BEGIN Raw records

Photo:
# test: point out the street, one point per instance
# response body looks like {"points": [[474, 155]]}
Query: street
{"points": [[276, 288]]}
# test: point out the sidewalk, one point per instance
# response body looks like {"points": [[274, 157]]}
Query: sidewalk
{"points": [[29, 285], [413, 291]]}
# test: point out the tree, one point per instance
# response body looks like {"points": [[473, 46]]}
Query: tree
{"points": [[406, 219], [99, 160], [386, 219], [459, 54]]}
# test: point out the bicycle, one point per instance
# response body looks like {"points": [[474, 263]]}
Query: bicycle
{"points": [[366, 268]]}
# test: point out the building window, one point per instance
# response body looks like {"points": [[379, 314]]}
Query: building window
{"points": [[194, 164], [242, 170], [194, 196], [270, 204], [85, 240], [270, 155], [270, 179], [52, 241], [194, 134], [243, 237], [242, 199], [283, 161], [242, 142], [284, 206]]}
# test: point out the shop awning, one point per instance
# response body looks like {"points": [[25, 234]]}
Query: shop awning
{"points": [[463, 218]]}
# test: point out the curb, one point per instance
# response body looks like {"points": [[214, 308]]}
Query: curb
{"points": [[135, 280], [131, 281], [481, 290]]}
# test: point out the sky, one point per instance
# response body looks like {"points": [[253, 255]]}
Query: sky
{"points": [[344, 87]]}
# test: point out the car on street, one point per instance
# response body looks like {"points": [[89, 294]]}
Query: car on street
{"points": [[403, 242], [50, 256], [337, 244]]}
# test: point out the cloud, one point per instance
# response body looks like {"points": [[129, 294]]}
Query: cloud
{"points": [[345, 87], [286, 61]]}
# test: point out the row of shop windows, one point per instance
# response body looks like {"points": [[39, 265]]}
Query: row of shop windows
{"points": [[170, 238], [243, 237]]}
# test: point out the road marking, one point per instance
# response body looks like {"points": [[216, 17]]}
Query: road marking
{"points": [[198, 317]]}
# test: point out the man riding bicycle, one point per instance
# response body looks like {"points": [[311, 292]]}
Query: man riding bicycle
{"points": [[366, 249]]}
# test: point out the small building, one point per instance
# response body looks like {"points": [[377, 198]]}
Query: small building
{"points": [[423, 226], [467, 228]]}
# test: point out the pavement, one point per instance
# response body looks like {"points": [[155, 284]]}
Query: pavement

END Raw records

What to do:
Reproduce unchanged every line of the listing, beginning with the line that contains "# test: point out the car" and running through the end of the listing.

Written solution:
# test: point out the car on street, one point per instance
# response body looks like {"points": [[89, 294]]}
Query: car on street
{"points": [[403, 242], [50, 256], [337, 244]]}
# test: point out the cloud, one point per instance
# response body looks like {"points": [[129, 294]]}
Query: cloud
{"points": [[345, 87], [286, 61]]}
# test: point out the row of shop windows, one point per instance
# response body looks like {"points": [[39, 265]]}
Query: row of shop windows
{"points": [[170, 238], [243, 237]]}
# test: point out the road marking, one point per instance
# response body looks like {"points": [[216, 17]]}
Query: road marking
{"points": [[198, 317]]}
# test: point out the man riding bicycle, one point per instance
# response body looks like {"points": [[311, 292]]}
Query: man riding bicycle
{"points": [[366, 249]]}
# test: point out the small building, one point per instance
# response body looks like {"points": [[377, 198]]}
Query: small building
{"points": [[423, 226], [467, 228]]}
# test: point out the pavement, one point per instance
# response body looks like {"points": [[155, 284]]}
Query: pavement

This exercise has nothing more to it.